**REQUIRED WORK**
Count the lines below that contain "pale". Give only the number.

(INPUT MATERIAL begins)

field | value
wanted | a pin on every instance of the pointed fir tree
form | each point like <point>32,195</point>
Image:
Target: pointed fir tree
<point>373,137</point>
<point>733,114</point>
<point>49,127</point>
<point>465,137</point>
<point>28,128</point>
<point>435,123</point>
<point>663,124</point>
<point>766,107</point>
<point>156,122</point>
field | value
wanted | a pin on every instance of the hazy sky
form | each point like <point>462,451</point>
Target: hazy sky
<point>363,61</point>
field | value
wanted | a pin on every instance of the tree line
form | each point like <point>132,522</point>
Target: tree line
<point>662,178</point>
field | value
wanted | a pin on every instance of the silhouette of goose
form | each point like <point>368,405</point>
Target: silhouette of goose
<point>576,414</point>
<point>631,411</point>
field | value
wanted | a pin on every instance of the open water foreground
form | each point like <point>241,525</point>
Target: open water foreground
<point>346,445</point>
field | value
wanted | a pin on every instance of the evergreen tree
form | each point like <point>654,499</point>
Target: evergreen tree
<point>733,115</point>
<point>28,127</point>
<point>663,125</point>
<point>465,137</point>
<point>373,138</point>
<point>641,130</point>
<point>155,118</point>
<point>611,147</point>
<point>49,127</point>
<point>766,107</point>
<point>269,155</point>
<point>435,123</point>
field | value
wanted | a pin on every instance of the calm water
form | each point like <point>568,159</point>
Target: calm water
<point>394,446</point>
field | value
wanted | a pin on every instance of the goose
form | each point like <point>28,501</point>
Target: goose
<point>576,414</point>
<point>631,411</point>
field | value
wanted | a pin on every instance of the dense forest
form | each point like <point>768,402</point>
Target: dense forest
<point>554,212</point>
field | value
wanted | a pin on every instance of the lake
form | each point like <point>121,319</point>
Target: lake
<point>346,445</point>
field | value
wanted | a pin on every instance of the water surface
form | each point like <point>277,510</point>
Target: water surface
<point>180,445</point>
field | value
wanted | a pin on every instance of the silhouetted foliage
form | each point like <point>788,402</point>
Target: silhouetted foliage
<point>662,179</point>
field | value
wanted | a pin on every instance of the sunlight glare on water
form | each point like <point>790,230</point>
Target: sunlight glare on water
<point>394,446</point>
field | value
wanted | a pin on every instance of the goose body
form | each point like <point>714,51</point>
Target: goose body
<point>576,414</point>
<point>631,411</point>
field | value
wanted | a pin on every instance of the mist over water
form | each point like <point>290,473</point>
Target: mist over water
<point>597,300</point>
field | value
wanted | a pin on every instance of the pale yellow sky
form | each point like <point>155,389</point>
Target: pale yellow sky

(INPUT MATERIAL ends)
(INPUT MATERIAL begins)

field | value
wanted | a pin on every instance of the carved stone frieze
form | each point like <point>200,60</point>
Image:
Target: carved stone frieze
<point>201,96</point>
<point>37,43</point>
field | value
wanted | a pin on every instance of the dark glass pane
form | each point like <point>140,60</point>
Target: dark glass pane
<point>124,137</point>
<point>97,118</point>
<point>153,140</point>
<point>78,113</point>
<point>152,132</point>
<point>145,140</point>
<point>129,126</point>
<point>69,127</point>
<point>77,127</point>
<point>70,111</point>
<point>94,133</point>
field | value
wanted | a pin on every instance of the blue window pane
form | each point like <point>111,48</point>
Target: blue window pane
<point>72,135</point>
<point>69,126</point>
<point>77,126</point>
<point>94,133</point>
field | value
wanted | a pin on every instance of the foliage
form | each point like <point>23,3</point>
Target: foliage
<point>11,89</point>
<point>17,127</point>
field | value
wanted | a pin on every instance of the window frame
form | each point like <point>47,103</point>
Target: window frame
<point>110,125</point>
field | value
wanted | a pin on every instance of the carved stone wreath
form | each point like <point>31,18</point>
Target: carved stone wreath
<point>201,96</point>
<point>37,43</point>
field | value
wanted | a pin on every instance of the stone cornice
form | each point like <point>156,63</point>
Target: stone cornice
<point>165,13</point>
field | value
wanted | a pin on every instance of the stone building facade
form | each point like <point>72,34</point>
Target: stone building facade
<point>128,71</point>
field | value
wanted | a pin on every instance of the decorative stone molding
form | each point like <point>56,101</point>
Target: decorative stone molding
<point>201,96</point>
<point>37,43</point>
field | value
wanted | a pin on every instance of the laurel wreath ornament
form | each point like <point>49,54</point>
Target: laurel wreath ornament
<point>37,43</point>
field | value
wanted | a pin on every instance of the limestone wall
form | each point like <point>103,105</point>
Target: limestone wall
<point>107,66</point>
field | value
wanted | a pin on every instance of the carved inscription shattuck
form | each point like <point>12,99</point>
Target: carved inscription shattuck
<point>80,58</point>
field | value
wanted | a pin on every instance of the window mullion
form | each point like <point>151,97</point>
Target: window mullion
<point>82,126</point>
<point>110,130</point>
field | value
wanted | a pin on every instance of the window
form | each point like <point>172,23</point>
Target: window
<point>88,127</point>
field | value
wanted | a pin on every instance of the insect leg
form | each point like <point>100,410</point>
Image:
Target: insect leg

(INPUT MATERIAL ends)

**REPLY TO THE EXERCISE**
2